Exercise details — Return the listing word for word, as given.

Material provided —
───
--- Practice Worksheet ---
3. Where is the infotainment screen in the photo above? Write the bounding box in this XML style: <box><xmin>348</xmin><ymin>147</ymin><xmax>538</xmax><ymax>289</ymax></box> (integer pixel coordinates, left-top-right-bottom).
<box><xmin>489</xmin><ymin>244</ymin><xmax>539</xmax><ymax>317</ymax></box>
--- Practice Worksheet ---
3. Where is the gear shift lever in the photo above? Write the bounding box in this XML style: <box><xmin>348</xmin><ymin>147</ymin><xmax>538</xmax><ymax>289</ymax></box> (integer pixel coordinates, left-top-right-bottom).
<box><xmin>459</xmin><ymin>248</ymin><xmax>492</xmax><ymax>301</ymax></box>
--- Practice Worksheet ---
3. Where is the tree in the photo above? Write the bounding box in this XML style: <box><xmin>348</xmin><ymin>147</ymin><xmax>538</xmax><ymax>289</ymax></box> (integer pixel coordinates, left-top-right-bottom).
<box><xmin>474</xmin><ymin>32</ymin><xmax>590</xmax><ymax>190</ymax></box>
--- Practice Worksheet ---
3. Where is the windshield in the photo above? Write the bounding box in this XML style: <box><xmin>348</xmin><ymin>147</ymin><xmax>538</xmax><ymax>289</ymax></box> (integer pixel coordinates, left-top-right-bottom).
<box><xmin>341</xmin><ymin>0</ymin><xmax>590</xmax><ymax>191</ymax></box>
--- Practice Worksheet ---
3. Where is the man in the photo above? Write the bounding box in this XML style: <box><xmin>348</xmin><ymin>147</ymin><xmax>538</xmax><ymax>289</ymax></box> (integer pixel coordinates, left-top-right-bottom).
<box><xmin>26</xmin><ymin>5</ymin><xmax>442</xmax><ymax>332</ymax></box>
───
Result of this exercise —
--- Practice Worksheet ---
3. Where is the infotainment screen in the photo above? Write the bounding box in this XML style: <box><xmin>348</xmin><ymin>147</ymin><xmax>538</xmax><ymax>289</ymax></box> (integer pixel coordinates, left-top-right-bottom).
<box><xmin>489</xmin><ymin>244</ymin><xmax>539</xmax><ymax>317</ymax></box>
--- Practice Worksheet ---
3. Where is the gear shift lever in the photo above? Write the bounding box in this XML style: <box><xmin>348</xmin><ymin>147</ymin><xmax>538</xmax><ymax>289</ymax></box> (integer pixel coordinates, left-top-right-bottom).
<box><xmin>459</xmin><ymin>248</ymin><xmax>492</xmax><ymax>301</ymax></box>
--- Practice Worksheet ---
3. Where is the tree in the photo above? Write the bounding box in this XML style: <box><xmin>348</xmin><ymin>147</ymin><xmax>538</xmax><ymax>289</ymax></box> (integer pixel coordinates, left-top-right-bottom).
<box><xmin>474</xmin><ymin>32</ymin><xmax>590</xmax><ymax>190</ymax></box>
--- Practice Worksheet ---
3. Where is the windshield in the photo above? Write the bounding box in this XML style: <box><xmin>348</xmin><ymin>147</ymin><xmax>538</xmax><ymax>289</ymax></box> (integer pixel coordinates, left-top-right-bottom).
<box><xmin>341</xmin><ymin>0</ymin><xmax>590</xmax><ymax>191</ymax></box>
--- Practice Worksheet ---
3. Where is the man in the photo above? Write the bounding box in this XML style: <box><xmin>348</xmin><ymin>147</ymin><xmax>538</xmax><ymax>289</ymax></box> (integer pixel coordinates, left-top-right-bottom).
<box><xmin>26</xmin><ymin>5</ymin><xmax>442</xmax><ymax>332</ymax></box>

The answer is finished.